● INSTRUCTION A: According to the essay on Nelly Sachs, in which cities did Celan and Sachs meet in 1960?

----- SOURCE EXCERPT -----

Essay

All Words Refugees

The work of the German-Swedish poet Nelly Sachs ranges between atrocity and grace.

BY R.K. Hegelman

Originally Published: June 06, 2022
A black-and-white portrait of Nelly Sachs flanked by a desaturated map with wisps of smoke visible on the edges.
Photo of Nelly Sachs via Getty Images.

In the course of a 16-year correspondence of astonishing intensity, the poets Paul Celan and Nelly Sachs met only a handful of times, all during a single month in 1960, first in Zürich and then in Paris. Celan commemorated their first conversation alone, held on a terrace overlooking the Zürichsee, on, auspiciously, the feast of Ascension:

The talk was of too much, of
too little. Of You
and Counter-You, of
how clearness can darken, of
Jewishness, of
your God.

If Celan dominates popular anglophone reception of postwar German poetry at the expense of others, the case is especially vexed regarding Sachs, with whom the biographical and literary overlap is so striking: Bruder (brother) and Schwester (sister) they called each other. Both of their lives were riven by industrialized genocide, both turned to exile and poetry in the aftermath, and each gained renown for early lyrical elegies: “Death Fugue” in Celan’s case and “O the Chimneys” in Sachs’s.

----- DATASET ROWS -----

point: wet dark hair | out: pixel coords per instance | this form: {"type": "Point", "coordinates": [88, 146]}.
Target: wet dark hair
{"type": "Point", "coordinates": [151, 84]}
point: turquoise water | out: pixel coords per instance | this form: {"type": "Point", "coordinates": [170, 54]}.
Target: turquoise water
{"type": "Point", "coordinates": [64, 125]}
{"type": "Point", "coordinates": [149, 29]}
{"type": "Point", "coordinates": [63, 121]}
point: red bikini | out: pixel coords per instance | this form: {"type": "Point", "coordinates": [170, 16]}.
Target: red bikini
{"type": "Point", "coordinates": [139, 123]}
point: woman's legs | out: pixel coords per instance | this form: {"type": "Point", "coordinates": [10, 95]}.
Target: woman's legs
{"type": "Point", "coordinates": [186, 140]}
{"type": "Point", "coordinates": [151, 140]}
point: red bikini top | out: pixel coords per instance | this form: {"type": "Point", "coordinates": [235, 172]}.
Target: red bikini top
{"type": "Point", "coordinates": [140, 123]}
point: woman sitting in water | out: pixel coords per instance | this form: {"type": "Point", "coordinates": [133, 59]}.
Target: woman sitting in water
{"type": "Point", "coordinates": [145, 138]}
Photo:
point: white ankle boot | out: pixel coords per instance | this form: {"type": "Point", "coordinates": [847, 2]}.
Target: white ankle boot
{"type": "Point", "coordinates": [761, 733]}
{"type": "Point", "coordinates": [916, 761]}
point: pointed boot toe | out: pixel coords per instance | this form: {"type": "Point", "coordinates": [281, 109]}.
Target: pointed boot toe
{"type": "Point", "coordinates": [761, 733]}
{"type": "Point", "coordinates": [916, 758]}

-----

● INSTRUCTION B: Quote the records starting at the line that contains "point: pointed boot" and ending at the last line of the records, with both ends included.

● PROBLEM SOLUTION A: They met first in Zürich and then in Paris.

● PROBLEM SOLUTION B:
point: pointed boot toe | out: pixel coords per instance | this form: {"type": "Point", "coordinates": [281, 109]}.
Target: pointed boot toe
{"type": "Point", "coordinates": [761, 733]}
{"type": "Point", "coordinates": [916, 758]}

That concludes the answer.